[Excerto do texto]
┏━━

Contextualização

A Constituição da República de Moçambique é o documento que estabelece a forma de organização e funcionamento do Estado bem como reconhece os direitos, deveres e liberdades fundamentais dos cidadãos.

A Constituição é a lei fundamental de um determinado Estado. Pois, aí estão consagrados e protegidos os direitos e garantias fundamentais do cidadão. Também estão estabelecidas as regras de organização e funcionamento dos órgãos estatuais bem como princípios fundamentais válidos nesse Estado. É a lei fundamental de Estado e serve como base de todas as leis que existem num estado.

Princípios fundamentais

A Constituição da República de Moçambique estabelece alguns princípios que regem no nosso país. Os mais importantes são: o princípio do Estado de Direito e o princípio de Democracia. Além desses é para destacar que o nosso Estado é laico.

Antecedentes

A primeira Constituição de Moçambique entrou em vigor em simultâneo com a proclamação da independência nacional em 25 de Junho de 1975. Nesta altura, a competência para proceder a revisão constitucional fora atribuída ao Comité Central da Frelimo até a criação da Assembleia com poderes constituintes, que ocorreu em 1978. Considerando a importância da constituição como a “lei-mãe” do Estado moçambicano.

Nas circunstâncias referidas pelo Monteiro e Alexandre, o Estado e o partido eram os únicos intervenientes de vulto na vida política, económica e social do país considerando que após a proclamação da independência nacional em 1975, entrou em vigor a primeira constituição que atribuída competência ao Comité Central da Frelimo visto que a Assembleia com poderes constituintes só iniciaria em 1978.

Nessa catadura a constituição de 1975: tendo como um dos objectivos fundamentais “a eliminação das estruturas de opressão e exploração coloniais…e a luta contínua contra o colonialismo e o imperialismo”, foi instalado na República Popular de Moçambique (RPM) o regime político socialista.

┗━━

[Tarefas a realizar]
A. Segundo o texto sobre a Constituição de Moçambique, em que data entrou em vigor a primeira Constituição do país?
B. Transcreva do texto sobre a Constituição de Moçambique o trecho que vai de "Contextualização" até "fundamentais dos cidadãos.".
C. Prossiga o texto sobre a Constituição de Moçambique a partir do ponto em que termina.

[Registos]
┏━━

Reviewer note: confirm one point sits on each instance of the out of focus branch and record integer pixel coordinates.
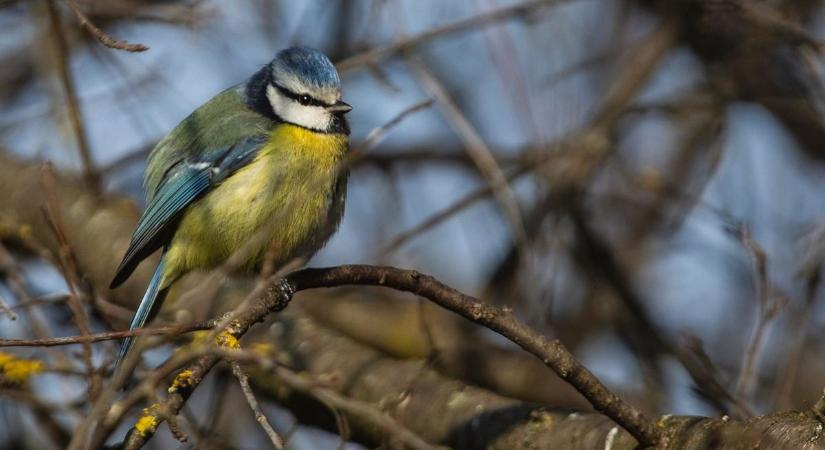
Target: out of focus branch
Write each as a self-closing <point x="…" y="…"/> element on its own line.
<point x="371" y="57"/>
<point x="61" y="51"/>
<point x="101" y="35"/>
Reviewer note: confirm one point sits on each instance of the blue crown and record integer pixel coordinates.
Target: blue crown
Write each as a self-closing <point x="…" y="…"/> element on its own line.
<point x="311" y="66"/>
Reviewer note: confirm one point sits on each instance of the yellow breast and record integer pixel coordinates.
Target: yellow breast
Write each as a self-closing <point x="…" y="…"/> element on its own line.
<point x="281" y="200"/>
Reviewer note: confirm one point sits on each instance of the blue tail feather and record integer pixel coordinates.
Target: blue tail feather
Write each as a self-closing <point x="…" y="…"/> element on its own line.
<point x="151" y="299"/>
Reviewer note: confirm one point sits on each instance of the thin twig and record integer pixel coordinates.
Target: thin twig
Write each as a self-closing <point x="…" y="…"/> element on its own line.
<point x="478" y="150"/>
<point x="767" y="311"/>
<point x="61" y="48"/>
<point x="170" y="330"/>
<point x="260" y="417"/>
<point x="101" y="35"/>
<point x="372" y="56"/>
<point x="377" y="134"/>
<point x="396" y="432"/>
<point x="5" y="309"/>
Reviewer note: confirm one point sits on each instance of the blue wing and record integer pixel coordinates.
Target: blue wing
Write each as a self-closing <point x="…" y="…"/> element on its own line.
<point x="184" y="182"/>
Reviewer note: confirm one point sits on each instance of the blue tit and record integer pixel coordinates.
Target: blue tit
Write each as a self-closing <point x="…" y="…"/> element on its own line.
<point x="253" y="170"/>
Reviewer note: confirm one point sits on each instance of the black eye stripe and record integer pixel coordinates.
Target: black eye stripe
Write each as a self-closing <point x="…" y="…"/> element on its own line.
<point x="297" y="97"/>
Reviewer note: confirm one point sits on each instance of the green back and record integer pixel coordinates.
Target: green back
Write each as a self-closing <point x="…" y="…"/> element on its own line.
<point x="223" y="121"/>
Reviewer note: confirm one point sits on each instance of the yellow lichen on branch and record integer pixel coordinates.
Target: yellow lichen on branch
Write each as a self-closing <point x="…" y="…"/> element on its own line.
<point x="148" y="422"/>
<point x="182" y="380"/>
<point x="17" y="371"/>
<point x="227" y="339"/>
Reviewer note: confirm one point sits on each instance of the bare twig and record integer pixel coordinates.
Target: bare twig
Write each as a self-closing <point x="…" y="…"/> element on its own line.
<point x="101" y="35"/>
<point x="5" y="309"/>
<point x="170" y="330"/>
<point x="370" y="57"/>
<point x="767" y="311"/>
<point x="278" y="293"/>
<point x="71" y="275"/>
<point x="276" y="439"/>
<point x="363" y="411"/>
<point x="61" y="49"/>
<point x="477" y="149"/>
<point x="377" y="134"/>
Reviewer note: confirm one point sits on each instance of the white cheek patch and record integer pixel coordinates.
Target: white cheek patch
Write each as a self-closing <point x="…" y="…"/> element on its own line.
<point x="308" y="116"/>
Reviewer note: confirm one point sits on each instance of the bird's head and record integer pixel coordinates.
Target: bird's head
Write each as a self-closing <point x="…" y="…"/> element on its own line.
<point x="300" y="86"/>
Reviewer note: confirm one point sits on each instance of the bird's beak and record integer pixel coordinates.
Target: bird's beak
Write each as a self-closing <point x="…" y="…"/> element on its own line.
<point x="339" y="108"/>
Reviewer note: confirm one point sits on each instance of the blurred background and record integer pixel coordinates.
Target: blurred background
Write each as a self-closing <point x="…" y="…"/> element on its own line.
<point x="662" y="212"/>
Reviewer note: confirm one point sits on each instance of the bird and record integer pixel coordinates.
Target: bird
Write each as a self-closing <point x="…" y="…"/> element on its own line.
<point x="256" y="169"/>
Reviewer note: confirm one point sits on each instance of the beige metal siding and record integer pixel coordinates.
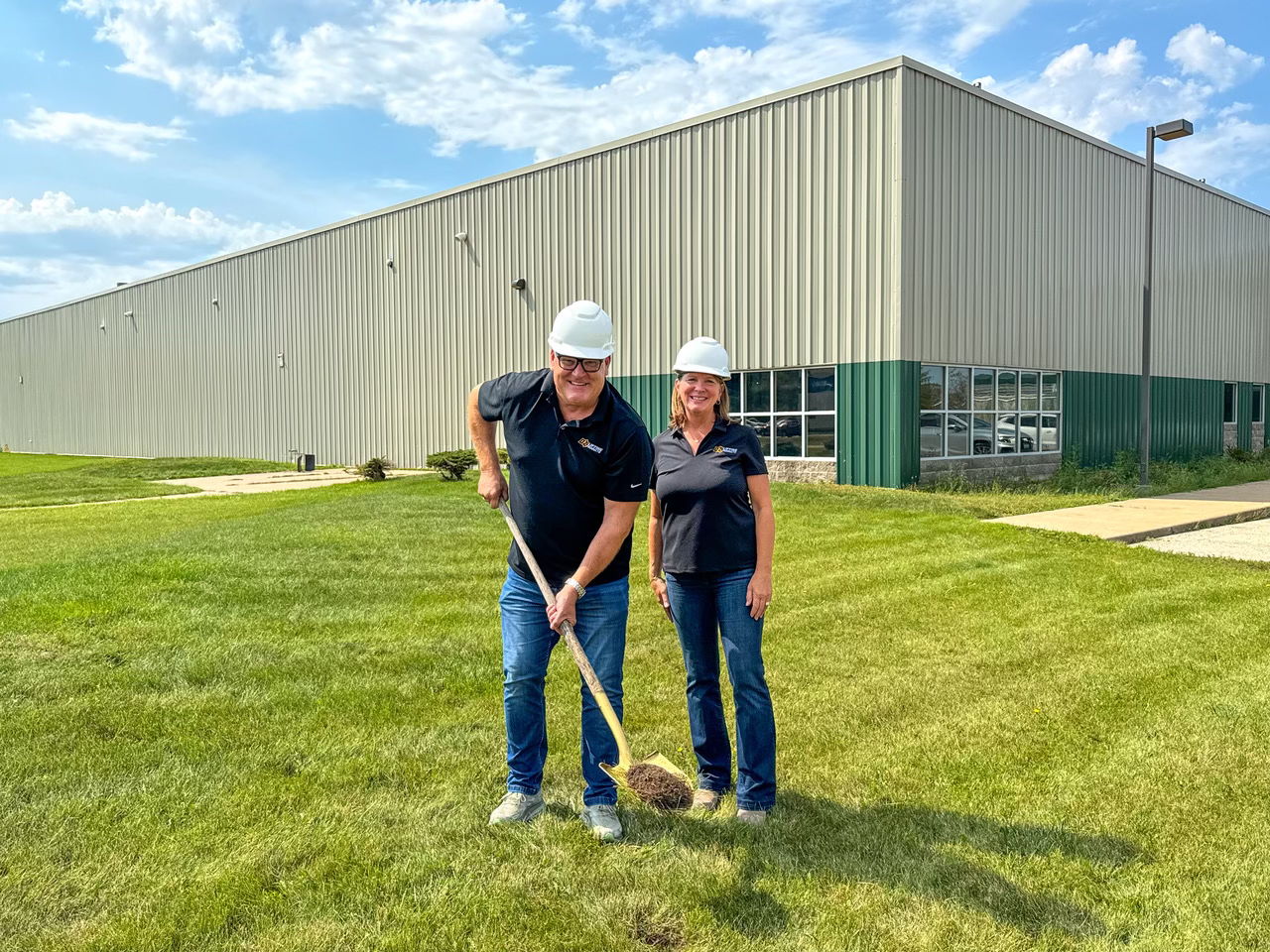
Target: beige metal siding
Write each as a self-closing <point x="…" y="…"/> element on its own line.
<point x="774" y="229"/>
<point x="1025" y="248"/>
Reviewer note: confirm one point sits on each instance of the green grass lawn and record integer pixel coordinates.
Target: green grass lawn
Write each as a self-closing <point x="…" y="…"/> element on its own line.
<point x="275" y="722"/>
<point x="54" y="480"/>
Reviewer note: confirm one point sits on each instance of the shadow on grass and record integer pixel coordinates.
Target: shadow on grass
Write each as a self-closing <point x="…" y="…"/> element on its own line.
<point x="913" y="848"/>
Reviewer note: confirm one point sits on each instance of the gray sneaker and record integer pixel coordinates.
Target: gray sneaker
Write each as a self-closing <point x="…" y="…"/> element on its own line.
<point x="602" y="821"/>
<point x="517" y="807"/>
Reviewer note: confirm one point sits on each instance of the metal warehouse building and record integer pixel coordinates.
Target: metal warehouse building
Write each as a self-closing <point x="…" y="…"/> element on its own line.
<point x="913" y="276"/>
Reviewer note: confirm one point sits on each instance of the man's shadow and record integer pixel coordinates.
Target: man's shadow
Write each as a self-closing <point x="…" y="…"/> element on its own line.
<point x="913" y="848"/>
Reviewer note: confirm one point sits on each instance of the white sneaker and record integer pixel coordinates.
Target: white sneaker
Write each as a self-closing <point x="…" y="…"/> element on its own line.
<point x="602" y="821"/>
<point x="517" y="807"/>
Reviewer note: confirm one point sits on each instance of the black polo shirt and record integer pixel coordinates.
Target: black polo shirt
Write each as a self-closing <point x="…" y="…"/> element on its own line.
<point x="707" y="524"/>
<point x="563" y="471"/>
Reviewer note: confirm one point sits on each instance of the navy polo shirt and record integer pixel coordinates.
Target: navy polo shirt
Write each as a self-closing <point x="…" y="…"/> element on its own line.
<point x="564" y="470"/>
<point x="707" y="524"/>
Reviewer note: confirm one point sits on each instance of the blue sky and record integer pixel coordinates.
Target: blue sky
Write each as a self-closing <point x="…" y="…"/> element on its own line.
<point x="141" y="135"/>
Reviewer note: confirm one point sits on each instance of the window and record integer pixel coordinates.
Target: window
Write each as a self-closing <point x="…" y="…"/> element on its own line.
<point x="793" y="411"/>
<point x="988" y="412"/>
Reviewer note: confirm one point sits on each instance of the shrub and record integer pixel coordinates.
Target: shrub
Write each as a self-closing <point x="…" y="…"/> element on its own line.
<point x="373" y="468"/>
<point x="452" y="463"/>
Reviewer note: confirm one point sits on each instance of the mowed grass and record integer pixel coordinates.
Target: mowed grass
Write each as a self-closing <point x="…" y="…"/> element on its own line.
<point x="275" y="722"/>
<point x="32" y="480"/>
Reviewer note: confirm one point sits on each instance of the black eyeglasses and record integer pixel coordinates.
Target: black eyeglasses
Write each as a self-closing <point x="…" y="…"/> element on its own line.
<point x="588" y="365"/>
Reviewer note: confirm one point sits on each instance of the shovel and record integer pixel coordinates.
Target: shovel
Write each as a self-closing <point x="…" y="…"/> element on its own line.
<point x="625" y="760"/>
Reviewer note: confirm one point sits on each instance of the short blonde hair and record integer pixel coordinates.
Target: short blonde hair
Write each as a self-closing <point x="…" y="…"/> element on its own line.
<point x="680" y="416"/>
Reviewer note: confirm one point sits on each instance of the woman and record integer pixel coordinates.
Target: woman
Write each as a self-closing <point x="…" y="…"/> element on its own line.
<point x="711" y="532"/>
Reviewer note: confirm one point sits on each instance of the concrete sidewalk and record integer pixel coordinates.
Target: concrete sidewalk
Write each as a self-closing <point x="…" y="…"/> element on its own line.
<point x="1152" y="517"/>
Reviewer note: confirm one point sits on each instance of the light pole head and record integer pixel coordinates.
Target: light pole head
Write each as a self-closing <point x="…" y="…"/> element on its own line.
<point x="1178" y="128"/>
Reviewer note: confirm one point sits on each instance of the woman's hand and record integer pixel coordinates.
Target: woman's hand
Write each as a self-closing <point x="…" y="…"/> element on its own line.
<point x="661" y="594"/>
<point x="758" y="594"/>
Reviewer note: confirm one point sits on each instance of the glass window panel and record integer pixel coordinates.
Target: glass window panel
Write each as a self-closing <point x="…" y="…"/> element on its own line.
<point x="789" y="390"/>
<point x="820" y="389"/>
<point x="1029" y="440"/>
<point x="758" y="393"/>
<point x="820" y="435"/>
<point x="1007" y="390"/>
<point x="1029" y="390"/>
<point x="984" y="398"/>
<point x="1007" y="433"/>
<point x="1049" y="391"/>
<point x="982" y="433"/>
<point x="789" y="435"/>
<point x="957" y="434"/>
<point x="762" y="425"/>
<point x="959" y="389"/>
<point x="933" y="434"/>
<point x="933" y="388"/>
<point x="1049" y="433"/>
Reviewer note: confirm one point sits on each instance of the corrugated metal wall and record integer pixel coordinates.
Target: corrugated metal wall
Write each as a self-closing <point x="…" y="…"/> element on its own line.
<point x="775" y="229"/>
<point x="1024" y="246"/>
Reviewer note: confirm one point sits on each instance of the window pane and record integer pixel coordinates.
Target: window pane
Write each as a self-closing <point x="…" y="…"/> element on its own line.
<point x="820" y="435"/>
<point x="1007" y="390"/>
<point x="982" y="433"/>
<point x="763" y="428"/>
<point x="789" y="390"/>
<point x="1029" y="440"/>
<point x="1007" y="433"/>
<point x="984" y="399"/>
<point x="957" y="434"/>
<point x="758" y="393"/>
<point x="959" y="389"/>
<point x="1029" y="395"/>
<point x="933" y="434"/>
<point x="820" y="389"/>
<point x="1049" y="391"/>
<point x="789" y="435"/>
<point x="933" y="388"/>
<point x="1049" y="433"/>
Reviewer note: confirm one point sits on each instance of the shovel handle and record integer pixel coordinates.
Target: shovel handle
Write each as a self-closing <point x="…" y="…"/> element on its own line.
<point x="571" y="639"/>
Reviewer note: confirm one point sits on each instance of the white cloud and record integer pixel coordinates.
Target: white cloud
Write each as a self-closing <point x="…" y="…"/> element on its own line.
<point x="1199" y="51"/>
<point x="127" y="140"/>
<point x="153" y="222"/>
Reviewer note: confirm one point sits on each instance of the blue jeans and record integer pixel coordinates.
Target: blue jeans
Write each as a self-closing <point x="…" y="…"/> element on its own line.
<point x="707" y="606"/>
<point x="527" y="643"/>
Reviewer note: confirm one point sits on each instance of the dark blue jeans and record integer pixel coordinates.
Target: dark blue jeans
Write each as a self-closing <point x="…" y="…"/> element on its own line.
<point x="707" y="606"/>
<point x="527" y="643"/>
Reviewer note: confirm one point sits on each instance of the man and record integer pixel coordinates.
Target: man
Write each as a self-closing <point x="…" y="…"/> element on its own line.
<point x="579" y="463"/>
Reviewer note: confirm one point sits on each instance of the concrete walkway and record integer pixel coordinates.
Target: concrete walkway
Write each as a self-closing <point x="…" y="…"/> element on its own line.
<point x="1152" y="517"/>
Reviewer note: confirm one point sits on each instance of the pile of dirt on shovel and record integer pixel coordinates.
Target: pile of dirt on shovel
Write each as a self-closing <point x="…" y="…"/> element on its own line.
<point x="658" y="788"/>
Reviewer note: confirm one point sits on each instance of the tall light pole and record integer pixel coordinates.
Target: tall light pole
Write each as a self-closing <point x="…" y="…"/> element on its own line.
<point x="1178" y="128"/>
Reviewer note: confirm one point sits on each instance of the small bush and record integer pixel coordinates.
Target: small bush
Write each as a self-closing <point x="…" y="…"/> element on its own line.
<point x="375" y="468"/>
<point x="452" y="463"/>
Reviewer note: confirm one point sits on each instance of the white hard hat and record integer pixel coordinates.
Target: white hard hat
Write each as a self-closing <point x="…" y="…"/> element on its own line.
<point x="584" y="330"/>
<point x="702" y="356"/>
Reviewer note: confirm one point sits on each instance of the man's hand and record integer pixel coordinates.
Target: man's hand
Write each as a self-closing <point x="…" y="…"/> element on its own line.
<point x="564" y="608"/>
<point x="492" y="488"/>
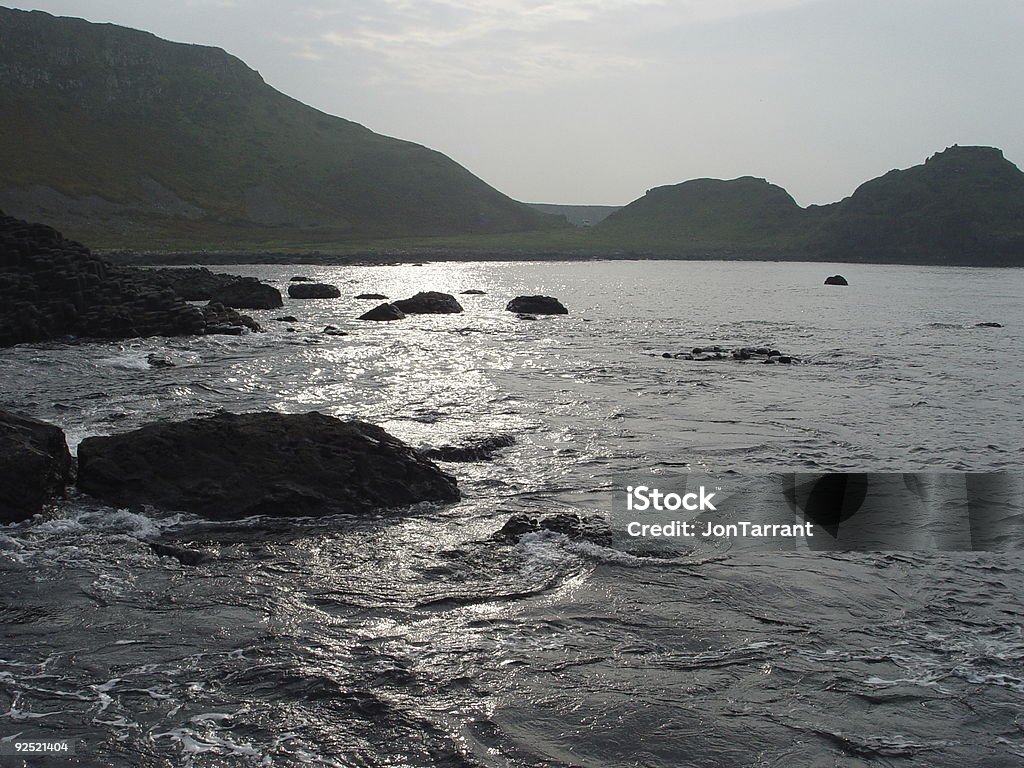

┗━━

[Problemas resolvidos]
A. Em 25 de Junho de 1975, em simultâneo com a proclamação da independência nacional.

B.
Contextualização

A Constituição da República de Moçambique é o documento que estabelece a forma de organização e funcionamento do Estado bem como reconhece os direitos, deveres e liberdades fundamentais dos cidadãos.

C.
Esta Constituição sofreu seis alterações pontuais, designadamente: em 1976, em 1977, em 1978, em 1982, em 1984 e em 1986. Destas, merece algum realce a alteração de 1978 que incidiu maioritariamente sobre os órgãos do Estado (sua organização, competências, entre outros), retirou o poder de modificar a Constituição do Comité Central da Frelimo e retirou a competência legislativa do Conselho de Ministro (uma vez criada a Assembleia Popular que teria estas competências) e a de 1986 que fora motivada pela institucionalização das funções do Presidente da Assembleia Popular e de Primeiro-Ministro, criados pela 5ª Sessão do Comité Central do Partido Frelimo, Idem.

Trajectória de transacção do Monopartidarismo para multipartidarismo.

A Luta Armada de Libertação Nacional, respondendo aos anseios seculares do nosso Povo, aglutinou todas as camadas patrióticas da sociedade moçambicana num mesmo ideal de liberdade, unidade, justiça e progresso, cujo escopo era libertar a terra e o Homem. Conquistada a Independência Nacional em 25 de Junho de 1975, devolveram-se ao povo moçambicano os direitos e as liberdades fundamentais.

Nos momentos que se seguiram à independência o Estado moçambicano optou por uma linha de orientação socialista. Assim, Moçambique tenta implementar uma concepção socialista do poder, do Estado e do Direito. Neste contexto, a Constituição da República Popular de Moçambique dispunha no artigo 2° o seguinte: “A República Popular de Moçambique é um Estado de democracia popular em que todas as camadas patrióticas se engajam na construção de uma nova sociedade, livre da exploração de homem pelo homem”. Este modelo foi adoptado do modelo da antiga URSS.

Na mesma senda refere que o modelo de democracia popular baseado no Estado de partido único pela constituição de 1975 foi substituído por um novo conceito de democracia representativa a constituição de 1990.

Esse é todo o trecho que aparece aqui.